* **WHAT THE TASK ASKS**
Only lines containing the string "shirt" belong in the answer; find them in the records and copy them.

* **RECORDS PROVIDED**
>>>
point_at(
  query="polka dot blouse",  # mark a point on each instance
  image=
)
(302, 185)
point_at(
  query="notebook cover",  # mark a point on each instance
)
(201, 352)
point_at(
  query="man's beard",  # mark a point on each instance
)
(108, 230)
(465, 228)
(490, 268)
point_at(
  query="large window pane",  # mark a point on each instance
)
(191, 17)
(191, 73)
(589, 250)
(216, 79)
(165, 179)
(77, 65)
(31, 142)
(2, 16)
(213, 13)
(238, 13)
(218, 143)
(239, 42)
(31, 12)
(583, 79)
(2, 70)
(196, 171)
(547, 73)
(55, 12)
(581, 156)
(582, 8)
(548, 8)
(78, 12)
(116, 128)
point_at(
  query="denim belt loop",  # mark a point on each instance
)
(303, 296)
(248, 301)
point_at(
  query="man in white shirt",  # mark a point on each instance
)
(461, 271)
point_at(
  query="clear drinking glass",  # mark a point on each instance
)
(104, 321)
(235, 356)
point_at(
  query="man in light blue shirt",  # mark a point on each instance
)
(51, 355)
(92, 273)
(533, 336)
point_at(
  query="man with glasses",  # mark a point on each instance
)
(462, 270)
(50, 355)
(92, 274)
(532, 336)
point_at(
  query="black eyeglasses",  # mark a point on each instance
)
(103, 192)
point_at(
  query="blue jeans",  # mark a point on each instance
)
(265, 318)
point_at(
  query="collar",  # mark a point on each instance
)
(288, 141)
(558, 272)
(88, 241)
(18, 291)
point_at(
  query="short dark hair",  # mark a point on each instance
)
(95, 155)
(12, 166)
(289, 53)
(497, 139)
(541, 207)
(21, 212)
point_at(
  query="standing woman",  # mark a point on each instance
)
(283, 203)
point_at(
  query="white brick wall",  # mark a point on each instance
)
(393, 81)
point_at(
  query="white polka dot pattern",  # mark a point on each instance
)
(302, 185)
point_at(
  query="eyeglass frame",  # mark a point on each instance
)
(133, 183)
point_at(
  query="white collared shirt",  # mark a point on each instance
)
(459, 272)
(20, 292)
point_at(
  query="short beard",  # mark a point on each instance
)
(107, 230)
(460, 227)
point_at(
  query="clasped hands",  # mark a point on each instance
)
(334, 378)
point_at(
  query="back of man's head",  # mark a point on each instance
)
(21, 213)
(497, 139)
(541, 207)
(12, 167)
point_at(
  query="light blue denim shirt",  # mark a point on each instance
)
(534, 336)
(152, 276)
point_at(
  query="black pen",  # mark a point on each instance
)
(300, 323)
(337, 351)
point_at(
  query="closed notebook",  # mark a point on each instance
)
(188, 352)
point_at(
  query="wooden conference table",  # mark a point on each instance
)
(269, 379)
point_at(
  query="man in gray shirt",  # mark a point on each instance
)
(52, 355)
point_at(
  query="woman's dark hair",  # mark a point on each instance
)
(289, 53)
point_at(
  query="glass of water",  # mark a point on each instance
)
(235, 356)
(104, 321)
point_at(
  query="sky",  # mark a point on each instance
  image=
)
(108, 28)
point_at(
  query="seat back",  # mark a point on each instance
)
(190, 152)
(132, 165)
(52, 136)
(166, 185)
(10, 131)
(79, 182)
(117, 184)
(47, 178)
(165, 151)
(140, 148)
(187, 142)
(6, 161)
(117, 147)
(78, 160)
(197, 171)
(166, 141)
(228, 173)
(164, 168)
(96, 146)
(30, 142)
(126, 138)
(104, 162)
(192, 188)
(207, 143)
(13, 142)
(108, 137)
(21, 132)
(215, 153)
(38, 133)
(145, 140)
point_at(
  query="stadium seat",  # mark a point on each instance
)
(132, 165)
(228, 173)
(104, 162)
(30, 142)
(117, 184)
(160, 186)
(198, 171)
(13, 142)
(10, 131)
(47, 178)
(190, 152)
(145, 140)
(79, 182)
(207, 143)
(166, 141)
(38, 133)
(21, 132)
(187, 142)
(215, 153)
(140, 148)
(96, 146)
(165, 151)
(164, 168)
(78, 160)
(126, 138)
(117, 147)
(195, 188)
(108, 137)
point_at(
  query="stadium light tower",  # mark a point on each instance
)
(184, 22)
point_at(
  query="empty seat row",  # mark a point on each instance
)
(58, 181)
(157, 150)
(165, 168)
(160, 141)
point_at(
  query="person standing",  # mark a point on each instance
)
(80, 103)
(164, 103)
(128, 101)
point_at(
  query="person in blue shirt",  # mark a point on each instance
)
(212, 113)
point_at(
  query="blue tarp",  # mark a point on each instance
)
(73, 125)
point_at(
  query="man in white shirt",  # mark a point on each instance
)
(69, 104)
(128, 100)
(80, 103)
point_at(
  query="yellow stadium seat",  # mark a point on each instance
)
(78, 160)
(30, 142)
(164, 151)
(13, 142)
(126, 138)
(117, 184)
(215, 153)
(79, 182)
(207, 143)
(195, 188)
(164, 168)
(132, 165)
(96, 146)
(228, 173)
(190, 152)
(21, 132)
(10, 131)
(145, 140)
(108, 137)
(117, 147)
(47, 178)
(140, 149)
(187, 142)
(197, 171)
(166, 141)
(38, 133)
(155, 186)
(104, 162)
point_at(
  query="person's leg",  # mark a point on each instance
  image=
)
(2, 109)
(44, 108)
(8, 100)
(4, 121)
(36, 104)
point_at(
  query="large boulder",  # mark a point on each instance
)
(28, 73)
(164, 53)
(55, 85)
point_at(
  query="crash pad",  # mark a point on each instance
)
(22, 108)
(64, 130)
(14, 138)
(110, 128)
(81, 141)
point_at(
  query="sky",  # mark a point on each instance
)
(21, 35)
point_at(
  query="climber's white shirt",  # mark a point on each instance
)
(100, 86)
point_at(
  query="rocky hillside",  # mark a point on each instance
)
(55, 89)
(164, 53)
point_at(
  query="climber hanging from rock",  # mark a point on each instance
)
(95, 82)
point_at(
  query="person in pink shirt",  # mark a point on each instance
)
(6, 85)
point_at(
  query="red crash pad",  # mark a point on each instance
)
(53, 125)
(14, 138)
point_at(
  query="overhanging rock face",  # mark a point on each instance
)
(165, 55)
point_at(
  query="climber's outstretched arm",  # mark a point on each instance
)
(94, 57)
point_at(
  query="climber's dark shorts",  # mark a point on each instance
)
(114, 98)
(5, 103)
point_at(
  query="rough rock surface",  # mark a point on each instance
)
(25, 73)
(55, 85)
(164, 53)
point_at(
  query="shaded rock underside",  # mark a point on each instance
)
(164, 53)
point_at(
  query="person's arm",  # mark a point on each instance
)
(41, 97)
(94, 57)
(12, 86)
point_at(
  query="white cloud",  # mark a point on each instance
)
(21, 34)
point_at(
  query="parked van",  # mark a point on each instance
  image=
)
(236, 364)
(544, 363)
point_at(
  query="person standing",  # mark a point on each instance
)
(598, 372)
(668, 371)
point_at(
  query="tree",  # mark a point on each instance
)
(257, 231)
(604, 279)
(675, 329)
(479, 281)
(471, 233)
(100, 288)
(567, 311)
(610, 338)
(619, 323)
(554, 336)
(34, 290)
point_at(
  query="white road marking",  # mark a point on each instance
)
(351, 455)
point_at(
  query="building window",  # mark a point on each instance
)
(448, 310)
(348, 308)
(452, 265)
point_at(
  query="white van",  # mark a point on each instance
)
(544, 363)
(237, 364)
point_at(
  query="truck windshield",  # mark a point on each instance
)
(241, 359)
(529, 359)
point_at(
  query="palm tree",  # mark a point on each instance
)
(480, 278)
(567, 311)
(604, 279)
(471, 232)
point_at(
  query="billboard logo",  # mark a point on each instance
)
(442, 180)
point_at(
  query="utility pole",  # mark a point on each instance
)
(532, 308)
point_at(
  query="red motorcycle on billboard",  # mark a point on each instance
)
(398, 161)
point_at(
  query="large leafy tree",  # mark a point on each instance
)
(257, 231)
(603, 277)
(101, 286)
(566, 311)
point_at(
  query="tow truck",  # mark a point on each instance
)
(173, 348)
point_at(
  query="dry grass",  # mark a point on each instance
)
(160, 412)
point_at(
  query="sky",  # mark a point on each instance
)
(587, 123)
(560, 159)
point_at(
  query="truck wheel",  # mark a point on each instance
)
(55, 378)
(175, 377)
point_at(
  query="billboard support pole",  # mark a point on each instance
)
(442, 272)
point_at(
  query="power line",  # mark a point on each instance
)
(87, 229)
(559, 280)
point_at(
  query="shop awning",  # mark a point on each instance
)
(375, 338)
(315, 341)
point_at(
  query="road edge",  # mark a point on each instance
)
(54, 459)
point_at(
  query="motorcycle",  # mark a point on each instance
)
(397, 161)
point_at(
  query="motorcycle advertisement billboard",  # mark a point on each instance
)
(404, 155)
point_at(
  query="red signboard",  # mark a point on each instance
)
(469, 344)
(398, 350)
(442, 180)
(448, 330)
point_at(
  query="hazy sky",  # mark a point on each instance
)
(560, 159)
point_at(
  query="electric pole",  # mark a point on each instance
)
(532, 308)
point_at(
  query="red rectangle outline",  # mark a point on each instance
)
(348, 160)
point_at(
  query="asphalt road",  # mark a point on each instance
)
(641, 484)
<<<
* **WRITTEN REPLY**
  query="man in white shirt",  # mark a point on each instance
  query="man in light blue shirt",  # mark a point on each instance
  query="white collared shirt",  # mark a point on each instance
  query="light blue denim shirt",  # mark a point on each instance
  query="man in gray shirt",  # mark a point on each instance
  query="person in blue shirt",  # mark a point on each instance
  query="man in white shirt",  # mark a point on each instance
  query="climber's white shirt",  # mark a point on each instance
  query="person in pink shirt",  # mark a point on each instance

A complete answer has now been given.